◆ WHAT THE EXERCISE ASKS: Restate word for word the span that opens with the line containing "Where is the pile" and closes with the final line of the data; give only those lines.

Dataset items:
━━━━

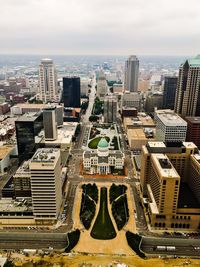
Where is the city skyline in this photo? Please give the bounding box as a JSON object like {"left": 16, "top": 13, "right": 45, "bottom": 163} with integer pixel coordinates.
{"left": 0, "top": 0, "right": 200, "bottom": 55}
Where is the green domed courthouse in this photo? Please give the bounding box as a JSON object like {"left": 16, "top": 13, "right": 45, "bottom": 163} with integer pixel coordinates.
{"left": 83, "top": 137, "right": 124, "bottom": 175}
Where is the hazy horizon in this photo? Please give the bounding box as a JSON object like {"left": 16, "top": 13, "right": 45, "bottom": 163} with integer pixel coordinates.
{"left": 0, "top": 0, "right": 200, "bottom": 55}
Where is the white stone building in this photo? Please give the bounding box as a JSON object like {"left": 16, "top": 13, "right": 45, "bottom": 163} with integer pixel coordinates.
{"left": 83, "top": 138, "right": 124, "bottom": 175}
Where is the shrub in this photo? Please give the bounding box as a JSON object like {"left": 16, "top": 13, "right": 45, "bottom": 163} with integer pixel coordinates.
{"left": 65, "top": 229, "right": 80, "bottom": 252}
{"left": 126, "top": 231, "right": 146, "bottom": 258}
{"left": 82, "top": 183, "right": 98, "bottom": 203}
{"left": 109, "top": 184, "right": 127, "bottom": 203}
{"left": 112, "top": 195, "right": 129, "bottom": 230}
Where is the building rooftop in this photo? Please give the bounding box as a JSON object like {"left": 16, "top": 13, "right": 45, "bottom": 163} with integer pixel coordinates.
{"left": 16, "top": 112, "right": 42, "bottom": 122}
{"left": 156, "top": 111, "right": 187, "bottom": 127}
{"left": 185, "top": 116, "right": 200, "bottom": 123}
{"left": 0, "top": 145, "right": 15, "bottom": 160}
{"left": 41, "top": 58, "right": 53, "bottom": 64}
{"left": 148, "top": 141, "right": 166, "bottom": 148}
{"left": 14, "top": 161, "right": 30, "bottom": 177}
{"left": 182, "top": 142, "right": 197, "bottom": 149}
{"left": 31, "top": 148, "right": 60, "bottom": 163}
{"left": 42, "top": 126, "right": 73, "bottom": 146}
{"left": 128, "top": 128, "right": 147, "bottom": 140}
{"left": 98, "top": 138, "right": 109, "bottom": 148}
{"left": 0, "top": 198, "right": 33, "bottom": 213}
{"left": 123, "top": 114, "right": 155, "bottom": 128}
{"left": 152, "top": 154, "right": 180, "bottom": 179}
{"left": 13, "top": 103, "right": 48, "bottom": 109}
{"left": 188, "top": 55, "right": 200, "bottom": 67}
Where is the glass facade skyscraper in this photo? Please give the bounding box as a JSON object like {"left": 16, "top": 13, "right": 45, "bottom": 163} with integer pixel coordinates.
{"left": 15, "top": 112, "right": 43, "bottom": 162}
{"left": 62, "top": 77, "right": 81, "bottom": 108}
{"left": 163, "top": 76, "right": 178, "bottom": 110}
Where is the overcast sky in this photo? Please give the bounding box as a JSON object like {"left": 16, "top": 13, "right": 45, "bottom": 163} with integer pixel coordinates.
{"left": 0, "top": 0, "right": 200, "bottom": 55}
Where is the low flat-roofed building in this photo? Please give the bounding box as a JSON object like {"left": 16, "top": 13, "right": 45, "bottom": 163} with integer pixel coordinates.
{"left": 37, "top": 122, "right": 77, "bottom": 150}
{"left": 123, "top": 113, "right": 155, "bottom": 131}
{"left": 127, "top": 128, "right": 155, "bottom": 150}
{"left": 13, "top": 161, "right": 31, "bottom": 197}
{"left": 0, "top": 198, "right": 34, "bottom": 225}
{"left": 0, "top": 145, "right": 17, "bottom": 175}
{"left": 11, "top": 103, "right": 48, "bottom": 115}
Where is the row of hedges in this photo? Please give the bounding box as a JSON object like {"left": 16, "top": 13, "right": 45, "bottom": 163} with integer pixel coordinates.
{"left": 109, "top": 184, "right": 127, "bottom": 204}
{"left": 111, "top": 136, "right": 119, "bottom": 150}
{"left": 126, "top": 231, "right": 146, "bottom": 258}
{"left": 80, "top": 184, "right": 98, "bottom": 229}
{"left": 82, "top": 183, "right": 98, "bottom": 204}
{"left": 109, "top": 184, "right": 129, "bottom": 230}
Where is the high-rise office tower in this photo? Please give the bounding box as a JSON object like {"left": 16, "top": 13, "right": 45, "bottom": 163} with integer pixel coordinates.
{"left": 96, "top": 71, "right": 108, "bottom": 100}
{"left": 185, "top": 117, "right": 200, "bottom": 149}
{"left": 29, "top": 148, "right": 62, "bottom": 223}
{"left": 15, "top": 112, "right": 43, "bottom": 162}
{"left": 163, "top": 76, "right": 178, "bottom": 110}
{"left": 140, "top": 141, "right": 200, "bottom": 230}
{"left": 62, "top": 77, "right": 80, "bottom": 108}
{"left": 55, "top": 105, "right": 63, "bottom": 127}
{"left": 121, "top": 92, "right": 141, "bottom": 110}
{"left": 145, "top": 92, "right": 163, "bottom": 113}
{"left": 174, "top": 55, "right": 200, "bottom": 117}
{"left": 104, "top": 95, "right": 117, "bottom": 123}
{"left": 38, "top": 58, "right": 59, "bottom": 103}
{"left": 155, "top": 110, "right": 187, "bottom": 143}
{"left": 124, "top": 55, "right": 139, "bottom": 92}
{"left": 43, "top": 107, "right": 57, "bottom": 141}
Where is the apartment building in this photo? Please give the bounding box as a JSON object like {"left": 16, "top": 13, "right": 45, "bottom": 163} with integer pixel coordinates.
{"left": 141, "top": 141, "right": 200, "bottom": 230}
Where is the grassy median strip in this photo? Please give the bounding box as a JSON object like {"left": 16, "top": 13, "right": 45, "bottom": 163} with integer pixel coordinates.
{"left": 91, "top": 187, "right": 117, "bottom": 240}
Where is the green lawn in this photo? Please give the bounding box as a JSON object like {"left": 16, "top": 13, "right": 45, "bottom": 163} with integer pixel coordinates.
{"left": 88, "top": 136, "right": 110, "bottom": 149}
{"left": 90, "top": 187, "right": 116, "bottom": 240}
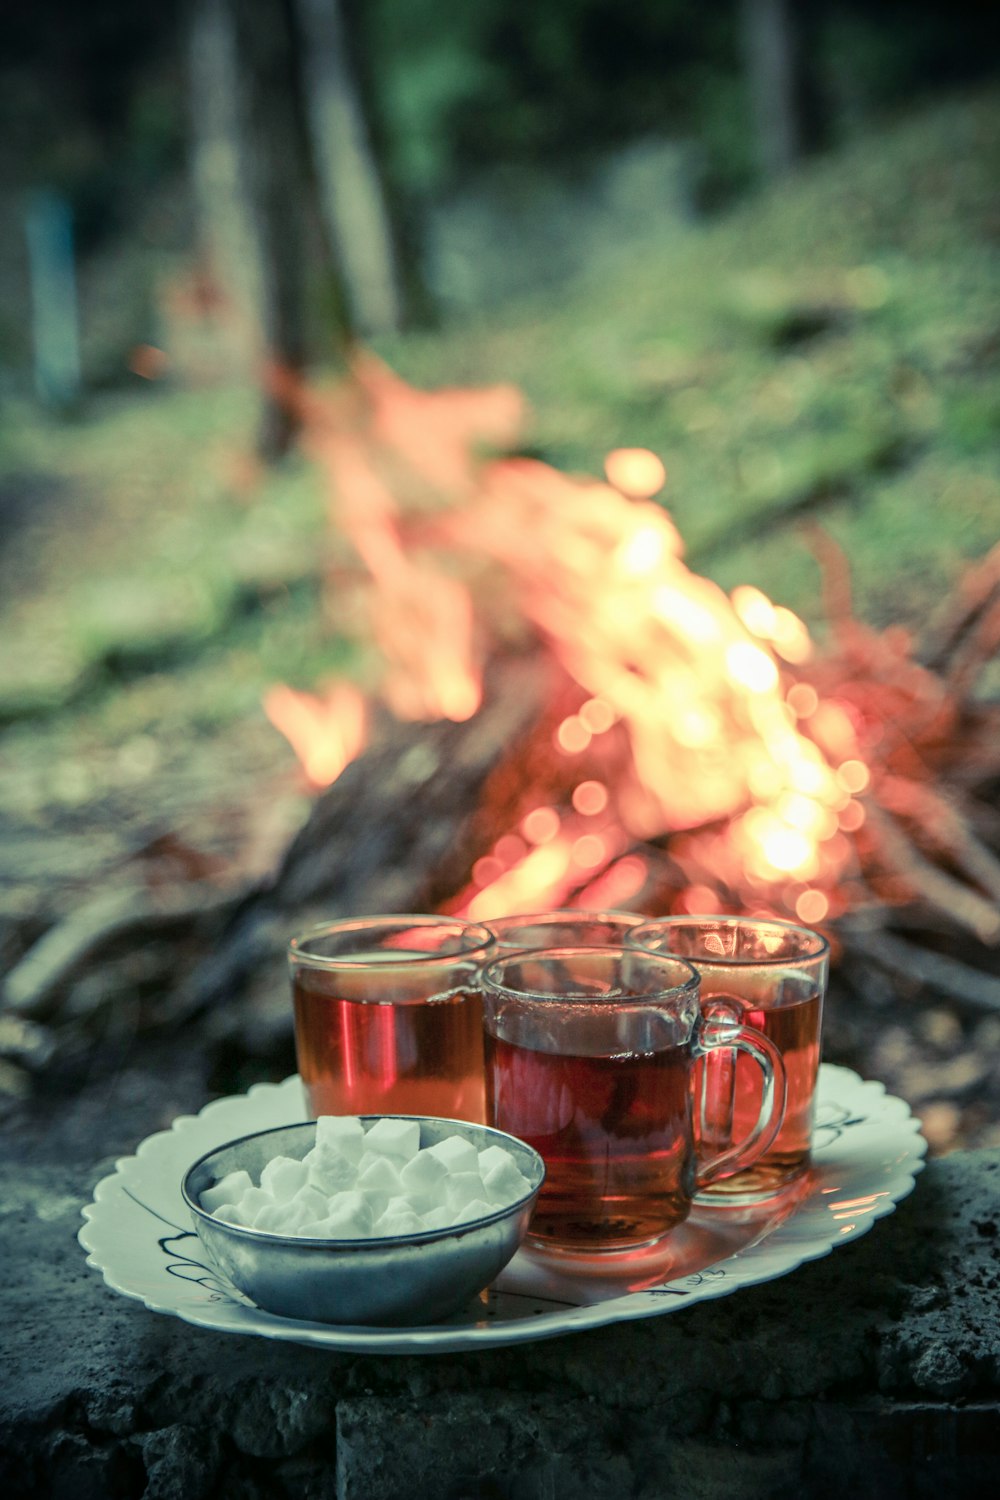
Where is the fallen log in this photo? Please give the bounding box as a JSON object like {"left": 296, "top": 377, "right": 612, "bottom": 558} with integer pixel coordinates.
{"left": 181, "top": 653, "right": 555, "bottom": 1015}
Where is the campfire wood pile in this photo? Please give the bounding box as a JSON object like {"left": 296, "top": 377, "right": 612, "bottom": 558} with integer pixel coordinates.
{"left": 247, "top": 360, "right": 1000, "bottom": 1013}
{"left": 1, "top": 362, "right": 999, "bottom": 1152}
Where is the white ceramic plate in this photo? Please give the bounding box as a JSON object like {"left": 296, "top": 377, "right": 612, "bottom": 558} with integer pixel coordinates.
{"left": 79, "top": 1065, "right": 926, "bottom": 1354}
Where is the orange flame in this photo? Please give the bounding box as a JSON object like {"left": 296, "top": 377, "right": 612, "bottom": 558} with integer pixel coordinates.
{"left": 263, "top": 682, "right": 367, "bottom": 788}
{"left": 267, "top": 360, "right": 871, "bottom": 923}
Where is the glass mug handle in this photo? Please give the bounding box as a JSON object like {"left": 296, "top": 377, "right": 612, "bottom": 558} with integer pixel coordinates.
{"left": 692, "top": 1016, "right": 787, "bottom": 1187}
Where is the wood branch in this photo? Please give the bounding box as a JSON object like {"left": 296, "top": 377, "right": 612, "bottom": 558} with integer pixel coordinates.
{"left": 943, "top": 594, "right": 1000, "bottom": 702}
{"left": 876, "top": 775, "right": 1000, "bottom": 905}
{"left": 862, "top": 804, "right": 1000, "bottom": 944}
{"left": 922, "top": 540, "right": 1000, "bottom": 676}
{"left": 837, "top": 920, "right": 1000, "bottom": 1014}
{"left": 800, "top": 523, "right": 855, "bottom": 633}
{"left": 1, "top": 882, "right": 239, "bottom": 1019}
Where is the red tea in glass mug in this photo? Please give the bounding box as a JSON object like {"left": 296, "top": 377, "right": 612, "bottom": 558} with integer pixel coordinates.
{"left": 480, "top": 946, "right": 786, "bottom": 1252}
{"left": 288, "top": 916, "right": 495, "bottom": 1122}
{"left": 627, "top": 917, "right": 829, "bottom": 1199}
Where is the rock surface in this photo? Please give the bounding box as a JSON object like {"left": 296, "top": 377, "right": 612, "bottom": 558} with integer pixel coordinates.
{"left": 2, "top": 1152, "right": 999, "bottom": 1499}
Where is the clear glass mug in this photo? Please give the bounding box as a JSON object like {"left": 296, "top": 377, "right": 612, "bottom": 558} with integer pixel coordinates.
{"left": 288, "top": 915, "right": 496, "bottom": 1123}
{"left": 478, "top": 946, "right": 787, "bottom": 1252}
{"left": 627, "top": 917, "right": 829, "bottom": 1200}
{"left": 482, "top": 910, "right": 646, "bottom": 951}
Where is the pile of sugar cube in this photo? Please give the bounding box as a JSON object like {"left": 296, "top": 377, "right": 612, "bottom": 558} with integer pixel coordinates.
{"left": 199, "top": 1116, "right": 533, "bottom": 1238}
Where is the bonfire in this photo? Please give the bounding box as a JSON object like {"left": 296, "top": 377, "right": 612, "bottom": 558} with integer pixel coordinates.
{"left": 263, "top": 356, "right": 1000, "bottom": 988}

━━━━

◆ WRITTEN RESPONSE:
Where is the pile of sugar cube in this photo? Please give the bounding box as a JSON object like {"left": 296, "top": 377, "right": 612, "bottom": 558} with integer pixel coordinates.
{"left": 199, "top": 1116, "right": 533, "bottom": 1238}
Where is the bonfire in this photo? Please give the bounding box as a JSON object like {"left": 296, "top": 377, "right": 612, "bottom": 558} with integer pixel coordinates.
{"left": 263, "top": 356, "right": 1000, "bottom": 988}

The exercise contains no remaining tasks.